Task instructions: Repeat all of the data exactly. Leave nothing out.

Items from a data source:
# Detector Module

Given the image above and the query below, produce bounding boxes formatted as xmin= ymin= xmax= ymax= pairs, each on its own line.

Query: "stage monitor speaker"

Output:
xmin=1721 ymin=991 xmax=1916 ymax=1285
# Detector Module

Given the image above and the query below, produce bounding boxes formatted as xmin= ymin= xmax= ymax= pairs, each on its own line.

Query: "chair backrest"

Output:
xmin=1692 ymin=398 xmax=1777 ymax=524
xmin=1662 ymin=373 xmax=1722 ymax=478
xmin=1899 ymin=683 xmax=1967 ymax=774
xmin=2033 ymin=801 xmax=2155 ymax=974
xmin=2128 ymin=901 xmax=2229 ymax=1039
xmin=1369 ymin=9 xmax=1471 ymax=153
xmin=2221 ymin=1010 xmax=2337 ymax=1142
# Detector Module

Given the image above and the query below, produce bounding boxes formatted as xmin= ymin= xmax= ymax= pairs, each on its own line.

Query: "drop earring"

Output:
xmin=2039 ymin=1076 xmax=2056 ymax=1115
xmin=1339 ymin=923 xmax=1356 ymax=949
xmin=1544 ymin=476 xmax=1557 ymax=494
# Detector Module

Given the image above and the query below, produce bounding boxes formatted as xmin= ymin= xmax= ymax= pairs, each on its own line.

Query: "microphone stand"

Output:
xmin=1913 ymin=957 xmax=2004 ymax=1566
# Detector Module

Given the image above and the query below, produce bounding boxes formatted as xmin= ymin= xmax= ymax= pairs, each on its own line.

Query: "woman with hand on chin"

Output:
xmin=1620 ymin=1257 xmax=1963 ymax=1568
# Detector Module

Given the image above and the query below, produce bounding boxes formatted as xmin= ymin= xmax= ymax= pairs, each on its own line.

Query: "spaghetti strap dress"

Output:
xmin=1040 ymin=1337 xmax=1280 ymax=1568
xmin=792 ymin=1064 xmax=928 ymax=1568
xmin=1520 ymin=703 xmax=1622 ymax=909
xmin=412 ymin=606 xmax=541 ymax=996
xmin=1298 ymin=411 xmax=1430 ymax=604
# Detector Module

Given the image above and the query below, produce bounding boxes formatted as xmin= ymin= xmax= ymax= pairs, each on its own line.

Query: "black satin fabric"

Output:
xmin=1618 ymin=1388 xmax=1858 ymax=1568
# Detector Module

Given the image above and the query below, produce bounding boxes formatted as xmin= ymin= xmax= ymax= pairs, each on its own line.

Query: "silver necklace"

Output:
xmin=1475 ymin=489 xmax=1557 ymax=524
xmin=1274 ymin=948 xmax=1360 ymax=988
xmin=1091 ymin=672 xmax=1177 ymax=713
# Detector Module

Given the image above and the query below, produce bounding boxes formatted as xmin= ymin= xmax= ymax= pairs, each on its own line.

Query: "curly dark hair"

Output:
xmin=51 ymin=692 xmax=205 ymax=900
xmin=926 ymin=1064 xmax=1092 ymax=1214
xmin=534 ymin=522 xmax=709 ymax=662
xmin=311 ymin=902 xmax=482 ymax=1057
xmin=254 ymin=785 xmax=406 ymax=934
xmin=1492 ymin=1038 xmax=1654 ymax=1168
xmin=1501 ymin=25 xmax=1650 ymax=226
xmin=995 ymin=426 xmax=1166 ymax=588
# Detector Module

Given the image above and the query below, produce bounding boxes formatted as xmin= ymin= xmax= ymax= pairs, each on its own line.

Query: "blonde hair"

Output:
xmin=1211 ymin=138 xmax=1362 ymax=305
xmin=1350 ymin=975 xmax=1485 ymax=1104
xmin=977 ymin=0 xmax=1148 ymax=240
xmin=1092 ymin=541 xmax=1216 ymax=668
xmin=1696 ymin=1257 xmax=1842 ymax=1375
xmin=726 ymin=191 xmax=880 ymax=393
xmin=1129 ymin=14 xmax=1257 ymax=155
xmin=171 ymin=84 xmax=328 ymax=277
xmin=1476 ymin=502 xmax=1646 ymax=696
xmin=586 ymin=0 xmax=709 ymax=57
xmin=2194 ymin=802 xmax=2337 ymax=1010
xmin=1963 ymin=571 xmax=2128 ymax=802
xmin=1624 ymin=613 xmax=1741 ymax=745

Task response:
# Detector Module

Given the image above and the query below, produce bounding boxes formatted as xmin= ymin= xmax= ymax= pairs, each on its own line.

Query: "stage monitor speaker"

Output:
xmin=1721 ymin=991 xmax=1916 ymax=1285
# Detector Module

Given the image above and the query below, produce bounding boxes formatted as xmin= ymin= xmax= ymax= pairs, each on its own line.

Query: "chair backrest"

Output:
xmin=1692 ymin=398 xmax=1777 ymax=524
xmin=1662 ymin=373 xmax=1722 ymax=478
xmin=1899 ymin=683 xmax=1967 ymax=774
xmin=2033 ymin=801 xmax=2155 ymax=974
xmin=2128 ymin=901 xmax=2229 ymax=1039
xmin=1369 ymin=9 xmax=1471 ymax=153
xmin=2221 ymin=1010 xmax=2337 ymax=1142
# Detector Module

Given the image above and the query below, produce bounding boxes formatted as xmin= ymin= xmax= ymax= pairs, each on its own line.

Query: "drop earring"

Output:
xmin=2039 ymin=1076 xmax=2056 ymax=1115
xmin=1339 ymin=923 xmax=1356 ymax=949
xmin=1544 ymin=476 xmax=1557 ymax=494
# Detector Module

Given the image above and the query below, produce bounding boxes formatted as xmin= ymin= xmax= ymax= pairs, each on its own line.

Query: "microphone stand"

Output:
xmin=1913 ymin=957 xmax=2004 ymax=1566
# Detector Module

Given the image above and the query below, produce bounding boxes formatted as xmin= ymin= xmax= ymax= pairs, each on its own line.

Query: "woman with hand on chin"

Output:
xmin=1620 ymin=1257 xmax=1963 ymax=1568
# Detector Module

Given the image above and the query below, produce bounding boxes formatted as xmin= ymin= xmax= ymax= pairs, each on its own line.

Query: "spaghetti strap dress"

Output:
xmin=1040 ymin=1337 xmax=1280 ymax=1568
xmin=792 ymin=1064 xmax=928 ymax=1568
xmin=1520 ymin=703 xmax=1622 ymax=909
xmin=412 ymin=606 xmax=541 ymax=996
xmin=1298 ymin=411 xmax=1430 ymax=604
# Detector Module

Given the image above and the query below, produce bounding boxes formatted as xmin= ymin= xmax= ymax= pairs, each on its own line.

Query: "black satin fabric"

Output:
xmin=1618 ymin=1388 xmax=1858 ymax=1568
# Detector Module

Given the image above and the query below, produce bounding boxes formatted as xmin= ymin= xmax= ymax= pairs, each on its own line.

Query: "silver necklace"

Output:
xmin=1475 ymin=489 xmax=1557 ymax=524
xmin=1274 ymin=948 xmax=1360 ymax=988
xmin=1091 ymin=672 xmax=1177 ymax=713
# Detector Module

Given the image above and the query below, produce bounding boxes formatted as xmin= ymin= xmax= ymax= pairs, each on its own line.

Query: "curly dark hair"

Output:
xmin=51 ymin=692 xmax=205 ymax=900
xmin=926 ymin=1064 xmax=1092 ymax=1214
xmin=534 ymin=522 xmax=709 ymax=662
xmin=311 ymin=902 xmax=482 ymax=1057
xmin=254 ymin=785 xmax=406 ymax=934
xmin=1492 ymin=1038 xmax=1654 ymax=1168
xmin=1501 ymin=25 xmax=1650 ymax=226
xmin=995 ymin=426 xmax=1166 ymax=588
# Detector Module

Given the image above and the query below, produce bounding boxes formatted as xmin= ymin= xmax= ymax= pairs, each on its own line.

Query: "blonde hair"

Output:
xmin=1211 ymin=138 xmax=1362 ymax=305
xmin=1350 ymin=975 xmax=1485 ymax=1104
xmin=977 ymin=0 xmax=1148 ymax=240
xmin=1092 ymin=541 xmax=1216 ymax=668
xmin=1696 ymin=1257 xmax=1842 ymax=1375
xmin=726 ymin=191 xmax=880 ymax=393
xmin=1129 ymin=14 xmax=1257 ymax=155
xmin=171 ymin=84 xmax=328 ymax=277
xmin=1476 ymin=502 xmax=1646 ymax=696
xmin=586 ymin=0 xmax=709 ymax=57
xmin=2194 ymin=802 xmax=2337 ymax=1010
xmin=1963 ymin=571 xmax=2128 ymax=802
xmin=1624 ymin=613 xmax=1741 ymax=745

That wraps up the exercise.